▶ _Problem A_: Copy the passage on vertical takeoffs word for word, from "A vertical take off from" up to and including "to parked airplanes.".
▶ _Problem B_: Pick up the text on vertical helicopter takeoffs where it stops and keep writing.

▶ _Document passage_:
──────────
A vertical take off from your own hospital pad gets you high enough, quickly enough, to give more emergency landing and fly-away options. A normal departure maximizes your time over cars and people, with fewer options if your single engine, or one of your dual engines, quits. Do a vertical take off all the time, if power and weight allow.

 

A vertical take off, from the ground, at an airport, minimizes the time that your rotor wash interacts with parked fixed wing. The sooner you get out of ground effect, and keep climbing, the less damage to parked airplanes.

 

Type of engine makes a difference. Some older technology engines, with small compressors for better fuel flow (C28 comes to mind) will not tolerate a rapid N1 acceleration. Pull pitch smoothly, and as quickly as your engines and drive train will allow without failure or abuse, and go straight up and out of ground effect.

 

This also makes a big difference in dusty, snowy and otherwise dirty environments. The sooner you get out of ground effect, the less likely a brown out or white out, and the less damage you do to your rotor blades and etc.
──────────
▶ _Region pointing data_:
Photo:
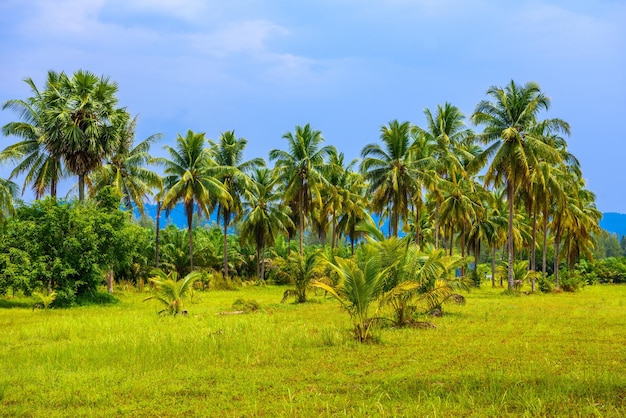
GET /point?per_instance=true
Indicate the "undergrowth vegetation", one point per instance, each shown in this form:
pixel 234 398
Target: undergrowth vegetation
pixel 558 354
──────────
▶ _Task result A_:
A vertical take off from your own hospital pad gets you high enough, quickly enough, to give more emergency landing and fly-away options. A normal departure maximizes your time over cars and people, with fewer options if your single engine, or one of your dual engines, quits. Do a vertical take off all the time, if power and weight allow.

 

A vertical take off, from the ground, at an airport, minimizes the time that your rotor wash interacts with parked fixed wing. The sooner you get out of ground effect, and keep climbing, the less damage to parked airplanes.

▶ _Task result B_:
A smartly-done vertical take off does not abuse the machine and does not correspond to cowboying. I don't mean yanking it up, but, rather, what you normally call a Max Performance take off, without the hover. From the ground with no dawdling. You gotta have the power-to-weight to do it, though.

 

Do it all the time, and especially under light-weight and non-demanding conditions, and you will find it much easier to do it heavy, in the dark, in the rain, with rotating beacons all around you and blackness above.

 

From the ground, pull collective, monitor N1, Temp and Torque for normal acceleration and limits. Go straight up until 50' above obstacles, or 150', transition to forward flight on heading. Day, stay on heading to 300' before turning on course; and, Night, stay on heading until 500' before turning on course.

 

Do it all the time, all the time, all the time, until it becomes totally normal.

 

This practice and procedure will save your bacon some dark and stormy night.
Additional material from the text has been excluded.